__WHAT TO WORK ON__. Copy each of the following items verbatim, keeping every line unchanged and in its original order.

## Begin DATA ROWS

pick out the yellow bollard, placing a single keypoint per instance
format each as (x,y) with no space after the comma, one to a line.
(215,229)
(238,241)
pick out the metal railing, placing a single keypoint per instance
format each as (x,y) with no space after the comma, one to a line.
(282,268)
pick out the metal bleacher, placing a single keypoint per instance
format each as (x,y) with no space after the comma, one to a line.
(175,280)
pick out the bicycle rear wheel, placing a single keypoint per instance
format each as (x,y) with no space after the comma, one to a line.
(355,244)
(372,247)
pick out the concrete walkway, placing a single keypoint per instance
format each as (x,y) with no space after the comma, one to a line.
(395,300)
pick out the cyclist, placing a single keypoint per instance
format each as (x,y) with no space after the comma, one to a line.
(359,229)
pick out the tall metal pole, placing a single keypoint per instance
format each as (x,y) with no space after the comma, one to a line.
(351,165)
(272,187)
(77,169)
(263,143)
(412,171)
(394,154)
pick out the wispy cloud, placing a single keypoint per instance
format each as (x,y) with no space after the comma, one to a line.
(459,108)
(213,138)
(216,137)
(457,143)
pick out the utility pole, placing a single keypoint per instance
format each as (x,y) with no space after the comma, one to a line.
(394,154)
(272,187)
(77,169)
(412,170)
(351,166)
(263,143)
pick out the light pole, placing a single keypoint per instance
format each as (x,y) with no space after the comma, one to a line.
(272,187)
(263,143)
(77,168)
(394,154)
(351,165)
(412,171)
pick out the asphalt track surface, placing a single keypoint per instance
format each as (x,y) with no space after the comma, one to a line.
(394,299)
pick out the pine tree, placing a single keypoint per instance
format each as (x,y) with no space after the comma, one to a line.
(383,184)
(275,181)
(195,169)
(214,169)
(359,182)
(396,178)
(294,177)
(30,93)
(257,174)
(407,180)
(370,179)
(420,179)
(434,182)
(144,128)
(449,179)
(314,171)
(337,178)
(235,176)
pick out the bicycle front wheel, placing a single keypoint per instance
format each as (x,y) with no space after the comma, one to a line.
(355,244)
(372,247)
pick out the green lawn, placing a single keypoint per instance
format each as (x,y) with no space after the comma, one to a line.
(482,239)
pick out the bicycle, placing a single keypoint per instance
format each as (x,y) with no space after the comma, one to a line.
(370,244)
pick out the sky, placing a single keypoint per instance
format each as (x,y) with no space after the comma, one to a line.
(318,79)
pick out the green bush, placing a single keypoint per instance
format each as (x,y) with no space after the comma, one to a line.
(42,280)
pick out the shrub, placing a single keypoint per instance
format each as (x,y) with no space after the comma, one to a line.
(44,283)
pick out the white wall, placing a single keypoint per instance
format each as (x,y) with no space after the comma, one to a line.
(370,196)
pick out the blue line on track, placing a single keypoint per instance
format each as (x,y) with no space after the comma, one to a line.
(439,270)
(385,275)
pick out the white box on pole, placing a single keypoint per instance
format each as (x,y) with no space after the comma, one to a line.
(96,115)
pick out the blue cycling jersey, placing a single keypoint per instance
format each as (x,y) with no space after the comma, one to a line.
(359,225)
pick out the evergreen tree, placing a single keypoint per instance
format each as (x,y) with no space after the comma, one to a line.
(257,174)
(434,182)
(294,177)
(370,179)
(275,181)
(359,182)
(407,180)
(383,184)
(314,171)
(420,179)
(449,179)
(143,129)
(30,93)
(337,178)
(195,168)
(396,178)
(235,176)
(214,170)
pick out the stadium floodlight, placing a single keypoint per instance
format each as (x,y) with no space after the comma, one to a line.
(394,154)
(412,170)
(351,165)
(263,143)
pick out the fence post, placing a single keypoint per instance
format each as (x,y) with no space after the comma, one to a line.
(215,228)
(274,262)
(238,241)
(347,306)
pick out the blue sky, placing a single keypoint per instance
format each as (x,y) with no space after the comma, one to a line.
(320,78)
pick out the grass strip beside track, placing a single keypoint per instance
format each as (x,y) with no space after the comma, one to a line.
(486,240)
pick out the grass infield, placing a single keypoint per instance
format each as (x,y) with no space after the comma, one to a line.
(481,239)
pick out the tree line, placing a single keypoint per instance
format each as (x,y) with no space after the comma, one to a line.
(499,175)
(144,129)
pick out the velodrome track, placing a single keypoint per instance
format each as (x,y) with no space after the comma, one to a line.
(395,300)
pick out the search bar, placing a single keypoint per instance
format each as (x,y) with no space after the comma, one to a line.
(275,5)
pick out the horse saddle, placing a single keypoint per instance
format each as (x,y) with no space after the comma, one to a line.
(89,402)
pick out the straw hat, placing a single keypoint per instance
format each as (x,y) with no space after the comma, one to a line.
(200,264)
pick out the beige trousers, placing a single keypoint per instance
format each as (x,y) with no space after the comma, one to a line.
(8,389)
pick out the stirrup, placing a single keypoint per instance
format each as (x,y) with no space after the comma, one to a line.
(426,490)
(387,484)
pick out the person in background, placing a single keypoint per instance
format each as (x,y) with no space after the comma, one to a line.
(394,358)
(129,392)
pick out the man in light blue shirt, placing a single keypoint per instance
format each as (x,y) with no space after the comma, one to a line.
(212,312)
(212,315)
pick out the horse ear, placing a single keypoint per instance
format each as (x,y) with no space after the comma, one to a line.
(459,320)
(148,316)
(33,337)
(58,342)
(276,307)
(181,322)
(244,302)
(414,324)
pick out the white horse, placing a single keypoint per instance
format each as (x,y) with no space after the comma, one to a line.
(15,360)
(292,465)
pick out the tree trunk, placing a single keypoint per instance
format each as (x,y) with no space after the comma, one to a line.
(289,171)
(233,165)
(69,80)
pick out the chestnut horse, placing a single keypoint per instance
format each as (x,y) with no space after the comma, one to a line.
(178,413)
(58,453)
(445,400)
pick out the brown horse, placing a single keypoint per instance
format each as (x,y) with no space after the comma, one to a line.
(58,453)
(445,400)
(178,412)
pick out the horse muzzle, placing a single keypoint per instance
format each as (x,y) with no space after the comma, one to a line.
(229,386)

## End DATA ROWS

__EXERCISE SOLUTION__.
pick out the yellow bollard, placing a single keypoint per instance
format each as (x,y) with no space after the comma, one to a line.
(215,229)
(238,241)
pick out the metal railing, placing a single keypoint per instance
format each as (x,y) with no space after the comma, one to a line.
(282,268)
pick out the metal bleacher, placing a single keypoint per instance
format each as (x,y) with no space after the comma, one to a line.
(175,280)
pick out the bicycle rear wheel, placing a single keypoint per instance
format each as (x,y) with no space after the comma, one to a line.
(355,244)
(372,247)
pick out the concrete walkway, placing a single keypoint per instance
format each as (x,y) with no space after the comma, one to a line.
(395,300)
pick out the cyclist, placing a single keypoint per instance
format each as (x,y) with no space after the comma, one to a line.
(359,229)
pick out the tall metal pole, placing a single keypoint per instance
format each as (x,y) with no space after the comma, one to a line.
(351,165)
(272,187)
(77,169)
(263,143)
(412,171)
(394,154)
pick out the wispy cloud, placing a single keypoint per instance
format each as (x,y) with no space after the comma, one to a line.
(459,108)
(213,138)
(216,137)
(457,143)
pick out the utility pole, placing a single keypoint per instance
format each as (x,y) with no space after the comma, one to a line.
(394,154)
(272,187)
(77,169)
(412,170)
(351,166)
(263,143)
pick out the light pole, placing a single keypoint per instance
format each as (x,y) with no space after the comma, one to a line.
(272,187)
(263,143)
(77,168)
(394,154)
(351,165)
(412,171)
pick out the asphalt track surface, placing a single keypoint per instance
format each as (x,y) with no space after the comma, one to a line.
(394,299)
pick out the pine tree, placing a single keypoint per instance
format each as (x,y) with no space after the comma, one to a line.
(383,184)
(275,181)
(195,169)
(214,169)
(359,182)
(396,178)
(294,177)
(30,93)
(257,174)
(407,180)
(370,179)
(420,179)
(434,182)
(144,128)
(449,179)
(314,171)
(337,178)
(235,176)
pick out the bicycle front wheel, placing a single keypoint per instance
format each as (x,y) with no space after the comma, one to a line.
(355,244)
(372,247)
pick out the green lawn, placing a single keypoint per instance
format each as (x,y) with no space after the comma, one to a line.
(482,239)
pick out the bicycle, placing a single keypoint per instance
format each as (x,y) with no space after the comma, one to a line.
(370,244)
pick out the sky, placing a single keypoint per instance
format each as (x,y) with no space after the comma, one to a line.
(318,79)
pick out the green bush, placing a single keypoint per instance
format each as (x,y) with no space after the comma, one to a line.
(42,280)
pick out the shrub, placing a single keypoint per instance
format each as (x,y) with no space after the comma, one to a line.
(44,283)
pick out the white wall, placing a single keypoint per instance
format each as (x,y) with no space after the comma, one to a line.
(370,196)
pick out the blue line on track, placing a single keypoint per instance
format each as (x,y) with no space after the comma, one to a line.
(439,270)
(385,275)
pick out the white box on pole, placing a single keypoint per instance
format each as (x,y) with no space after the comma, one to a line.
(96,115)
pick out the blue cycling jersey, placing a single keypoint per instance
format each as (x,y) with no space after the comma, one to a line.
(359,225)
pick out the evergreen tree, placing a single keypoint per instance
format each as (x,y) with no space after the comma, one to a line.
(257,174)
(434,182)
(294,177)
(370,179)
(275,181)
(359,182)
(407,180)
(383,184)
(314,171)
(420,179)
(449,179)
(143,129)
(30,93)
(337,178)
(195,168)
(396,178)
(235,176)
(214,170)
pick out the stadium floodlight, placing a single keypoint per instance
format each as (x,y) with no space after the comma, one to a line.
(394,154)
(412,170)
(351,165)
(263,143)
pick out the fence post, placing a single keypoint per instance
format each as (x,y) with no space after the comma, one to a line.
(215,228)
(274,262)
(238,241)
(347,306)
pick out the blue sky, placing a single keypoint per instance
format each as (x,y) with no space after the comma, one to a line.
(320,78)
pick out the grass strip beside track, placing a single keypoint per instance
format each as (x,y) with no space after the comma, one to a line.
(486,240)
pick out the grass infield, placing a single keypoint per instance
format each as (x,y) with no space after the comma, one to a line.
(481,239)
pick out the tree line, placing a single keypoint per instance
format each as (x,y) with no space after the comma, one to a line.
(499,175)
(144,129)
pick out the velodrome track, placing a single keypoint per instance
format each as (x,y) with no space after the comma, one to a line.
(395,300)
pick out the search bar, placing a single keypoint per instance
format each as (x,y) with no space after the comma, one to a line.
(275,5)
pick out the horse saddle, placing a single keypoint per instance
format each as (x,y) with no space after the comma, one to a line.
(89,402)
pick out the straw hat, placing a single keypoint per instance
format each as (x,y) with no space after the comma, one to a line.
(200,264)
pick out the beige trousers, placing a single keypoint per instance
format each as (x,y) with no space after the comma, one to a line.
(8,389)
pick out the stirrup, placing a single keypoint per instance
format each as (x,y) with no space after the comma, one to a line.
(426,490)
(387,484)
pick out the person in background, placing a single keypoint per instance
format each as (x,y) with no space after the comma, one to a line.
(394,358)
(129,392)
pick out the man in light blue shirt, placing a single keypoint per instance
format each as (x,y) with no space after the comma, one to a line.
(212,312)
(212,315)
pick out the horse ear, placing a single keypoint per instance
format each as (x,y) with no space after the comma, one to a line.
(459,320)
(148,316)
(33,337)
(58,342)
(276,307)
(181,322)
(244,302)
(414,324)
pick out the white horse, placing a single keypoint per instance
format each as (x,y) with no space after the comma, one to a line.
(15,360)
(292,465)
pick out the tree trunk, placing a single keypoint per instance
format each as (x,y) with no space after the comma, one to a line.
(289,171)
(233,165)
(69,80)
pick out the chestnut horse, placing a single keypoint per instance
format each as (x,y) with no space after the comma, one to a line.
(178,413)
(58,453)
(445,400)
pick out the brown horse, placing a single keypoint per instance
format each as (x,y) with no space after the comma, one to a line.
(58,453)
(445,400)
(178,412)
pick out the horse muzzle, placing a single keypoint per instance
format each as (x,y) with no space after the comma, one to a line.
(229,386)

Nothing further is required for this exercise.